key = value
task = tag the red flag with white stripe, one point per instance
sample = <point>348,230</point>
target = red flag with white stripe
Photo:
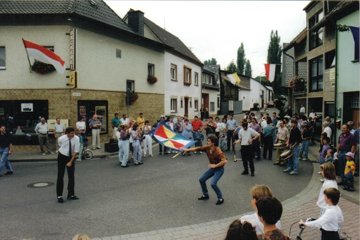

**********

▶ **ACTIVITY**: Those lines above that contain the string "flag" should be returned.

▶ **TASK SOLUTION**:
task = tag the red flag with white stripe, one point per instance
target = red flag with white stripe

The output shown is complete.